* _Raw data_:

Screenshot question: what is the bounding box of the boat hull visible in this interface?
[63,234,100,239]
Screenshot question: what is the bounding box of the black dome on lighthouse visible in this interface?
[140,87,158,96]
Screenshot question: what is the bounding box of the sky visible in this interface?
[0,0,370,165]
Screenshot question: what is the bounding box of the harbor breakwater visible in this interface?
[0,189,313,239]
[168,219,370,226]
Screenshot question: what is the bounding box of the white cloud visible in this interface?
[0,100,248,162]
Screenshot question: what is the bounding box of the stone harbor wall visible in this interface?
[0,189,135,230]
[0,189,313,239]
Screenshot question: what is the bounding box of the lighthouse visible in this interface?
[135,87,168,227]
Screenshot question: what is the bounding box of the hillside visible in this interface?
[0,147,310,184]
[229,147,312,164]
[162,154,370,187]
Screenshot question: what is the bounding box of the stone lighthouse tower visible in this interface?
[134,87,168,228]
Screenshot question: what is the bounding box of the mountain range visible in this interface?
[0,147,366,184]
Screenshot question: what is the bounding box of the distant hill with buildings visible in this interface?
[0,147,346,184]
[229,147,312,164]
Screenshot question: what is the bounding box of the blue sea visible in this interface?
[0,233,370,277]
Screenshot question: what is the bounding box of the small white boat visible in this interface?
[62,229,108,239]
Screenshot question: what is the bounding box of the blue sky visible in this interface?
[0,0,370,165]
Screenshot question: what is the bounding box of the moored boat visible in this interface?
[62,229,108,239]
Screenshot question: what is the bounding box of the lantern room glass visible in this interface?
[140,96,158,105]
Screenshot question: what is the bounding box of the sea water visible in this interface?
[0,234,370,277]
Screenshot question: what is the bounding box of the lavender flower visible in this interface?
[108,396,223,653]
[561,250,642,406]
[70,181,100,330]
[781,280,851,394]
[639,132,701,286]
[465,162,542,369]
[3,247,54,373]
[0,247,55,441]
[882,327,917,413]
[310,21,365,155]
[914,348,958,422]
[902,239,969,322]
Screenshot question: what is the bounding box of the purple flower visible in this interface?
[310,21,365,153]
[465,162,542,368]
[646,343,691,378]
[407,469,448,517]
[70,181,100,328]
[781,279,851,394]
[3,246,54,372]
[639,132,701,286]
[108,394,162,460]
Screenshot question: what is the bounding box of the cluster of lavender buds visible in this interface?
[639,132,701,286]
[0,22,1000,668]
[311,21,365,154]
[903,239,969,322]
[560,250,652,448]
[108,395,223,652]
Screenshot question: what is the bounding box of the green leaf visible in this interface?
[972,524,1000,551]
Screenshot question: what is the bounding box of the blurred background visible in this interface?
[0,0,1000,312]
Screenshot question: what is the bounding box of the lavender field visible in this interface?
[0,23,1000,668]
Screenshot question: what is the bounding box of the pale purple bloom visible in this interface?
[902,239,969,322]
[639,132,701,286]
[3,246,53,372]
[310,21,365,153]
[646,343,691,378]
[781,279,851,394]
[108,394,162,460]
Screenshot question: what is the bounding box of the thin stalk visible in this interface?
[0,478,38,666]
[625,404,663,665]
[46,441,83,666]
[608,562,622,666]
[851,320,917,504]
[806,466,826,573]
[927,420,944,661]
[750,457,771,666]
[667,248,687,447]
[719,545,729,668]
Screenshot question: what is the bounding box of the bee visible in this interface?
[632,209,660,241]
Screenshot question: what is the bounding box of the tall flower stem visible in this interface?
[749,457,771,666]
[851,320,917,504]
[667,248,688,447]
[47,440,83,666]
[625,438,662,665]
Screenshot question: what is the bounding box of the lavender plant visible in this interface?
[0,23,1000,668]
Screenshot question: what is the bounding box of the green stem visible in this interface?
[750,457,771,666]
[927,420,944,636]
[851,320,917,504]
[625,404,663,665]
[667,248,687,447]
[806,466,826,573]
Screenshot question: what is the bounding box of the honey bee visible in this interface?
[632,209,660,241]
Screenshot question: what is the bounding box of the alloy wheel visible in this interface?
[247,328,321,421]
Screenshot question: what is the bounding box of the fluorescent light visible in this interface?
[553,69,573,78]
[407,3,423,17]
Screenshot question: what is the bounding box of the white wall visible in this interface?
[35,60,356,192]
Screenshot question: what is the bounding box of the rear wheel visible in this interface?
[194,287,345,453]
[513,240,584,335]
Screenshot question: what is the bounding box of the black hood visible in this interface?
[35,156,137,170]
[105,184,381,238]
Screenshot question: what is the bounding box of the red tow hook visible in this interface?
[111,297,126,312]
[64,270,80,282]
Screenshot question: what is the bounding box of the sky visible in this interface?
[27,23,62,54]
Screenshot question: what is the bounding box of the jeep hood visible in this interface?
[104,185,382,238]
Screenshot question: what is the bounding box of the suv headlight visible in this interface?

* _Requirement_: Locate every line in the items above that contains the word "boat", and copy each such line in full.

* _Solution for this problem_:
Screenshot question: what is the bounding box of the boat hull visible in this interface?
Screenshot question: what is the bounding box of the small white boat visible in this interface?
Screenshot question: what is the bounding box of the moored boat visible in this interface?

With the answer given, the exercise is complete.